Task requirements: Beginning at the line containing "apartment building in this photo." in the material below and ending at the line containing "beige house in this photo.", return each line exactly and add nothing.

Information:
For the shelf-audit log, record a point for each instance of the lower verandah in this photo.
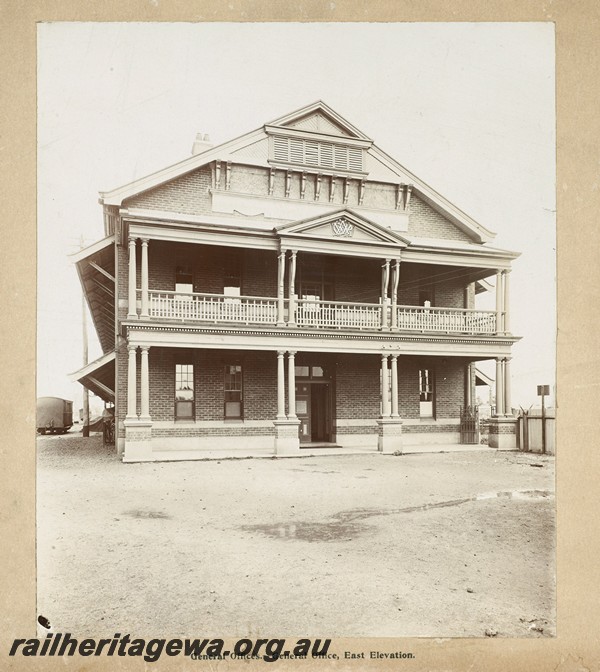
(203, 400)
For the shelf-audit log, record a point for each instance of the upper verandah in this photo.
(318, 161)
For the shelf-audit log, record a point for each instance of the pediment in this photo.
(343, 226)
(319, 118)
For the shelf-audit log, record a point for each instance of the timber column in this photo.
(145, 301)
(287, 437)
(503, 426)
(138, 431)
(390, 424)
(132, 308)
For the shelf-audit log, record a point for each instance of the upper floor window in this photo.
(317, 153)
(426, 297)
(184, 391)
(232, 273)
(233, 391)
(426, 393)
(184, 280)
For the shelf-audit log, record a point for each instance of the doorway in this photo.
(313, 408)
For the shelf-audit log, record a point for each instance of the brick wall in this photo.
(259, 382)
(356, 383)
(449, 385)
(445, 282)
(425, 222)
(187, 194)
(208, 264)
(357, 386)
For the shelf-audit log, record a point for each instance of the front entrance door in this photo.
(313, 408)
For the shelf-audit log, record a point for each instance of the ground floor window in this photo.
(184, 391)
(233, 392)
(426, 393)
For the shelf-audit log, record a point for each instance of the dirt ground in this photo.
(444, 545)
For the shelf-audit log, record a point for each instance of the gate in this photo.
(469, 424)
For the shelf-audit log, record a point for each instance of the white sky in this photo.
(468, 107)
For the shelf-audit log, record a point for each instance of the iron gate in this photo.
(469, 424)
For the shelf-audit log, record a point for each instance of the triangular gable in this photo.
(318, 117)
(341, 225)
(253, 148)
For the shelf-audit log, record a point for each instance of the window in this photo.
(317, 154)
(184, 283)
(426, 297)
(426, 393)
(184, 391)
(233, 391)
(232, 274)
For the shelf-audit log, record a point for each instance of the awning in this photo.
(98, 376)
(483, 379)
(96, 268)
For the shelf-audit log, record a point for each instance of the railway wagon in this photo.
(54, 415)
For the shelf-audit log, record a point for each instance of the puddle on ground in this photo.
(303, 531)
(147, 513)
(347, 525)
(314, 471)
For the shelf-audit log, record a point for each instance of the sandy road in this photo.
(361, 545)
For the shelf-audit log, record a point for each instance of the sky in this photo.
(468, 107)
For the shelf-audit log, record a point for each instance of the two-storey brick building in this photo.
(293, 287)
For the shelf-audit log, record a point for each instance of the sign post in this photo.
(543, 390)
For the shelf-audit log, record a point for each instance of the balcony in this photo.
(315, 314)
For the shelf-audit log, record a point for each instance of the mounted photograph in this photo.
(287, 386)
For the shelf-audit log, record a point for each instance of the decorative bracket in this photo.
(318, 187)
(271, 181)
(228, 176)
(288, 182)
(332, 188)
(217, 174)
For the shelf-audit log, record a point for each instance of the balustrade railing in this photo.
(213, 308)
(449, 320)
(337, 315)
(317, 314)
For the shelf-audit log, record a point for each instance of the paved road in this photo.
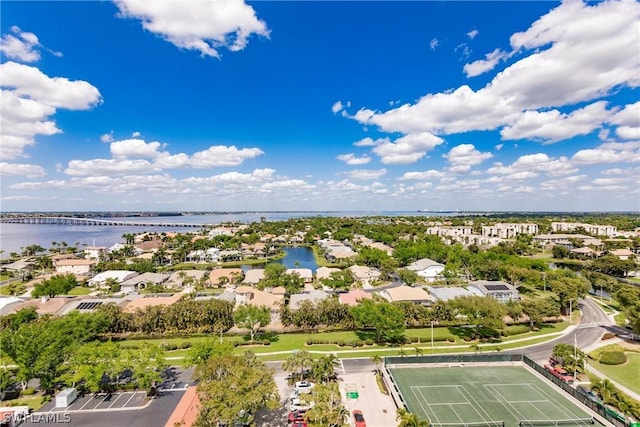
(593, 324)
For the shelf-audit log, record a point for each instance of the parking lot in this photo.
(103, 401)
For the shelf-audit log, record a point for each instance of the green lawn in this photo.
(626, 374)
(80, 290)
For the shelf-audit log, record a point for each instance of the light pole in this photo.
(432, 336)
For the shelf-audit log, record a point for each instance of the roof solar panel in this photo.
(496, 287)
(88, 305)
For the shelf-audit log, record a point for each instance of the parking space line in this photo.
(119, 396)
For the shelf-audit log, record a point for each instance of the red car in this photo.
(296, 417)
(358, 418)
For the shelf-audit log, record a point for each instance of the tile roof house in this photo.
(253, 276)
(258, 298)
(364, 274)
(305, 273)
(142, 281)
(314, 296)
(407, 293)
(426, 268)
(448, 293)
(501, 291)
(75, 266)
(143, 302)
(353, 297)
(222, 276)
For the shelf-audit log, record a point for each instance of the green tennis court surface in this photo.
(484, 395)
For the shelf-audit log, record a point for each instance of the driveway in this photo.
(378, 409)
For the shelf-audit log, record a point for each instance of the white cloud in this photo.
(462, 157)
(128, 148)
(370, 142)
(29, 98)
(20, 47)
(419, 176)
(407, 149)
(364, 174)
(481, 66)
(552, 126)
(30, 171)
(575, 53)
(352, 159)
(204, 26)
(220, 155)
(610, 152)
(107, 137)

==

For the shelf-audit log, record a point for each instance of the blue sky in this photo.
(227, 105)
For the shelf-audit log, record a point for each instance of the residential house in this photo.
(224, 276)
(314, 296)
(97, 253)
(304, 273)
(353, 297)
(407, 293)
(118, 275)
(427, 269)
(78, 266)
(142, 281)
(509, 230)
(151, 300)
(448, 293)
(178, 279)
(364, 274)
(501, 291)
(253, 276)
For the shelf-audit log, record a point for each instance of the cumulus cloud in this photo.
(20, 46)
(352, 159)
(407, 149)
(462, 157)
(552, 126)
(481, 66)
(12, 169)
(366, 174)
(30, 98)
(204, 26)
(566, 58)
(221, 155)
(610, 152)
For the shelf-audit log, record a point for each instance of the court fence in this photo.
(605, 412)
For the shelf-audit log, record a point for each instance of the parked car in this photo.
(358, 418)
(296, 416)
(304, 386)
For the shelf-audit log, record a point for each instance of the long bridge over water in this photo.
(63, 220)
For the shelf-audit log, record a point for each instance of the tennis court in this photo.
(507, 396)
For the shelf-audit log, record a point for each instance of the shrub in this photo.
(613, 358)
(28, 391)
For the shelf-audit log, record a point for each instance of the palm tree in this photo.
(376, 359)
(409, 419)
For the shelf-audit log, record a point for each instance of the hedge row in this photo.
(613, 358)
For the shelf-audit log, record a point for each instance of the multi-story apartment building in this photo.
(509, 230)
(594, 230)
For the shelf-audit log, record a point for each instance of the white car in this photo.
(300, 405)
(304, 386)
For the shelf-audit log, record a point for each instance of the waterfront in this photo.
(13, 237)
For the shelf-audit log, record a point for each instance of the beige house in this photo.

--

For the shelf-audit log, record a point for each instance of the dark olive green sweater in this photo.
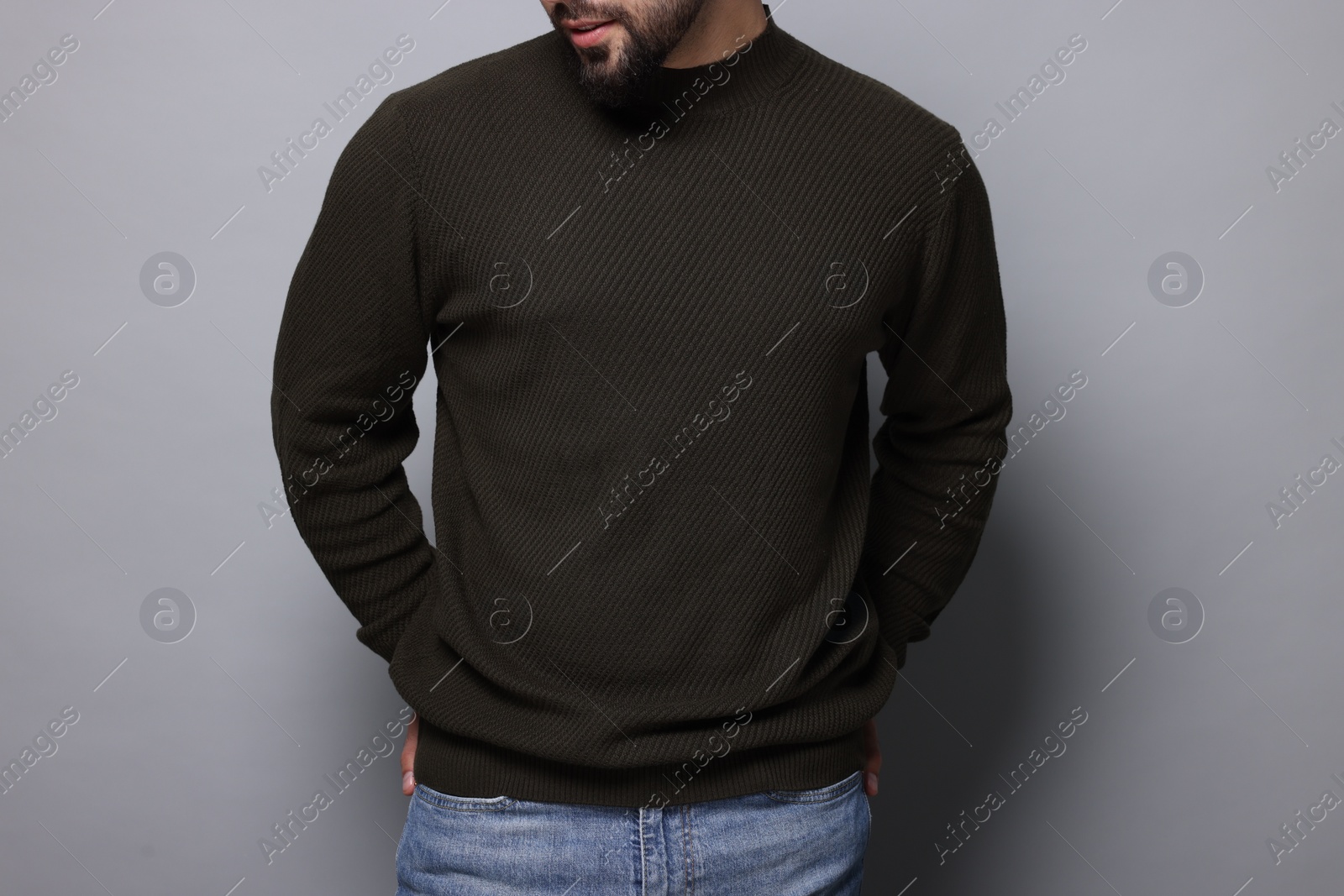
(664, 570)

Answer for the task:
For the shelf-audit log, record a point for each instance of the multi-story apartment building in this photo.
(509, 230)
(594, 230)
For the shelf-audit log, record a point for each instance of the white car in this photo.
(300, 405)
(304, 386)
For the shelf-audit log, record a point for each instance of the waterfront in this photo.
(13, 237)
For the shelf-audit log, record a point for each instance of the beige house in this photo.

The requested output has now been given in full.